Exercise instructions.
Copy the lines below exactly, starting at the line that contains "Target: clear sky" and stopping after the last line, and include no other lines.

Provided entries.

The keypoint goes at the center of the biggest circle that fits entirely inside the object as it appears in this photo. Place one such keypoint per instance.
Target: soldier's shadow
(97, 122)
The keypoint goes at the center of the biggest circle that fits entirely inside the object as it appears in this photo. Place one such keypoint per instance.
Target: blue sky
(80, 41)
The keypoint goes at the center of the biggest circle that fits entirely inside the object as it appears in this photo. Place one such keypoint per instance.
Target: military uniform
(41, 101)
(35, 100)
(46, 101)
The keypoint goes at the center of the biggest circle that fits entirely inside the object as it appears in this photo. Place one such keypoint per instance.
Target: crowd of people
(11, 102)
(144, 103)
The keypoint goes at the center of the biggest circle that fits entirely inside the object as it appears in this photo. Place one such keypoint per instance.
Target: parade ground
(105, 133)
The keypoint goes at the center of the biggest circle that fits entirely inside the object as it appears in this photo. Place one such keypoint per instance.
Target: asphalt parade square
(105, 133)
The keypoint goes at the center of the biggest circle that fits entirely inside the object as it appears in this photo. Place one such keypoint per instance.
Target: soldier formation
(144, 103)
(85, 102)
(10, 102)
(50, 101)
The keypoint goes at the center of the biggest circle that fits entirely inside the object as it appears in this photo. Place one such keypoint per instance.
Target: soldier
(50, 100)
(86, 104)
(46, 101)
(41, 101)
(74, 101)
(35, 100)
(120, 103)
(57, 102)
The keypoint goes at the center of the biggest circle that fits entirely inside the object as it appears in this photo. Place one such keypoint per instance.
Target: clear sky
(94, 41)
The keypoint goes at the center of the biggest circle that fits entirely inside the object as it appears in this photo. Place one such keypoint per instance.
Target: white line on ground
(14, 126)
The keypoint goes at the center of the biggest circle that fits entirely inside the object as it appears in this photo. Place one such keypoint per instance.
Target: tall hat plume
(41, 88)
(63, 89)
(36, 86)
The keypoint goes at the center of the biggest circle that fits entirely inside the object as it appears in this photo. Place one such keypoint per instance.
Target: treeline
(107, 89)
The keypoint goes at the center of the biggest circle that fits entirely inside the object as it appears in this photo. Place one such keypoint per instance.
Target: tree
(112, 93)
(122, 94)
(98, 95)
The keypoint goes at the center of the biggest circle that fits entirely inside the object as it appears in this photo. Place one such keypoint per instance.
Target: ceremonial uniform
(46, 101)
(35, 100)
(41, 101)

Response to the task.
Target: clear sky
(94, 41)
The keypoint goes at the center of the biggest circle that fits entirely inside the object as it appears in this photo. Place one such keypoint per instance.
Target: white line on ground
(14, 126)
The keypoint goes at the center of the biggest circle that fits entirely inside the object as it appears in this photo. Place one such keypoint per instance.
Target: tall hat plume
(41, 88)
(63, 89)
(36, 86)
The keypoint goes at the center of the biggest circle that fits entirely inside the object as it appears in this photo. Place one such keypoint per instance.
Target: treeline
(107, 89)
The keypoint goes at the center of the biggest circle that fits entirely inside the object as it appears in this photo. Place one such keypoint per instance.
Target: tree
(112, 93)
(122, 94)
(98, 95)
The keypoint goes at the center of the biggest circle that fits entirely inside the object as it appears in this photo. Place one such keypoint per instance.
Target: ceremonial uniform
(46, 101)
(35, 100)
(41, 101)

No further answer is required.